### Written task
In the debate excerpt, why does the speaker call the 4¾ per cent rate on Donegal County Council's £55,000 loan very low, and what is supposed to have helped the council get it?

### Excerpt
I would like to correct the Deputy. Donegal County Council has not been refused admission to the Local Loans Fund.

They were told to go elsewhere.

They went elsewhere.

We know they have gone elsewhere and they got £55,000 at 4¾ per cent. which is very low in view of present day money prices.

Over what period?

For a period of 20 years.

As against 35?

It suits us well enough, I think, but they have been fortunate and I suppose the good name of Donegal County Council has helped a good deal in that but we were then hoping that borrowers in the case of housing loans would get this money at 5 per cent. or 5¼ per cent.

They can if you wish to give it to them.

Is it left to the members of the council or is it left to the manager?

Borrowing is a reserved function of the members of the council.

Of the members of the council?

So that we can decide, irrespective of anything contained in the section, to issue the money at 5¼ per cent.?

You can issue it at whatever figure you like. I am removing the restriction of ½ per cent.

I welcome the Minister's statement on this matter because it will help people for whom I have been fighting in this House.

Will it?

The Minister is allowing the Dublin County Council, according to his statement here, to give loans to the people at the old rate of interest.

Not at all.

According to his statement here.

Not at all.

Is that what the Minister meant by that statement?

There is plain English, now.

The Deputy may withdraw his welcome.

In other words——

The sky is the limit.

I thought I might get something done for these people under Section 19.

They will be worse off now.

I thought the Minister might do something for these people—builders and applicants in County Dublin—under Section 19. Will the Minister now say that these people who are caught and who made application in good faith prior to the 10th March, 1956, will be covered? Will he amend the section on Report Stage to give an opportunity of clearing themselves to the people who have already made application for loans and who have been refused loans now owing to the changed conditions and who are in a very bad way? It will not cost the country very much to take them out of the predicament in which they are.

Entries for bounding box labeling:
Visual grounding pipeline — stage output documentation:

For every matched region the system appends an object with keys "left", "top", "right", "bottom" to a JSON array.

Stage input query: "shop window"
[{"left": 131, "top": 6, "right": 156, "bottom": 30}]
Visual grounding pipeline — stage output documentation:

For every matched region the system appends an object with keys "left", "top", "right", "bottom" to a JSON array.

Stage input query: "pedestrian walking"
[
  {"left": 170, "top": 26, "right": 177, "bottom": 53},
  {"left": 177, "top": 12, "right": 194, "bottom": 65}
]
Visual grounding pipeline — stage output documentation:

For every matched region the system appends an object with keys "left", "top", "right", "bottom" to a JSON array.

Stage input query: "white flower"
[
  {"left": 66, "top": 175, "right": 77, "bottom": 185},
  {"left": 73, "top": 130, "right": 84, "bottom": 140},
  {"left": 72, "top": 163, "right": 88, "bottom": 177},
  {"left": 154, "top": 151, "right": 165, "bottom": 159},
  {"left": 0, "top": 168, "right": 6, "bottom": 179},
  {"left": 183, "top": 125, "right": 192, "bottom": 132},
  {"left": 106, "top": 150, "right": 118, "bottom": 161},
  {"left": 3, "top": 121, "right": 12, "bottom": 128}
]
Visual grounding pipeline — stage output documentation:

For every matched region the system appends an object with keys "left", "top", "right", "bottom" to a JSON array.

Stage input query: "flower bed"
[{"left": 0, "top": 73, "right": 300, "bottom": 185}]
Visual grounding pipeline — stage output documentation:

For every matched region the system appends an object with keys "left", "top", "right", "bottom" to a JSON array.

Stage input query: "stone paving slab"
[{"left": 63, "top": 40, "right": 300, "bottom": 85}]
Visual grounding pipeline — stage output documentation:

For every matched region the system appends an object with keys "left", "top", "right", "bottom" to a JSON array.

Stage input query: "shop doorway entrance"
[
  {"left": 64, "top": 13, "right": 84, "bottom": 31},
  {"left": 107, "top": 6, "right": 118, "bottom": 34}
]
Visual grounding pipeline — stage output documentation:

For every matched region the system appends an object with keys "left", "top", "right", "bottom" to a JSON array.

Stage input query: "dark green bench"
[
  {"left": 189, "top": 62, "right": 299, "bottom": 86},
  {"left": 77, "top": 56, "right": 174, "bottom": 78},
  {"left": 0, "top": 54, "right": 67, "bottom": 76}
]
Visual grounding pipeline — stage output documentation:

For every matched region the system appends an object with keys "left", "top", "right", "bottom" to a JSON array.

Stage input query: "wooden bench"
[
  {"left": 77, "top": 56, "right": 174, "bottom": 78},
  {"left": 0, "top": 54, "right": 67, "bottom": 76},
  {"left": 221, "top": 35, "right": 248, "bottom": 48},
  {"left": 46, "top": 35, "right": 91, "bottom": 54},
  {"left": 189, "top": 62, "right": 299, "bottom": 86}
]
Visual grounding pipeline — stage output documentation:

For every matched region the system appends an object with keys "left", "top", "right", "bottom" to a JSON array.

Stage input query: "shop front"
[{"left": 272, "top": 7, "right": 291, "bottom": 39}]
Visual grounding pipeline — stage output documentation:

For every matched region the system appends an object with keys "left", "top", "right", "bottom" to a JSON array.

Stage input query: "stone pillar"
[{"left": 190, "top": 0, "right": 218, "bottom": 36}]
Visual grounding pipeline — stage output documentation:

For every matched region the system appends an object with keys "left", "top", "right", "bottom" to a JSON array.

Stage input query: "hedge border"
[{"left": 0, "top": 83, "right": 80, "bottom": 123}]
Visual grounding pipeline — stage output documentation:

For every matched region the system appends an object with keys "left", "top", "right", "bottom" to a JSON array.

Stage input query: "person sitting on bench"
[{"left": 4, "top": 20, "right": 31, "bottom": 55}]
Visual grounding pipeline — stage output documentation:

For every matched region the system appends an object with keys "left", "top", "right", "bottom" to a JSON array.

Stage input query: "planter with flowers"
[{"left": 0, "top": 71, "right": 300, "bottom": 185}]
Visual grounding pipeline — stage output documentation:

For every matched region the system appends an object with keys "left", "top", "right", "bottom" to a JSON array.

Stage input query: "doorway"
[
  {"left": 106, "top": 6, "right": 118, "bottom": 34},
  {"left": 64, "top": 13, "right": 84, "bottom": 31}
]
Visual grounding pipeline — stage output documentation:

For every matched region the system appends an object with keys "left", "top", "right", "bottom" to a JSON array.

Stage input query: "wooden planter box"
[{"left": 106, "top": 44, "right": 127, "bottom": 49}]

### The output
The rate is called very low in view of present-day money prices. The speaker supposes that the good name of Donegal County Council helped a good deal in obtaining the loan.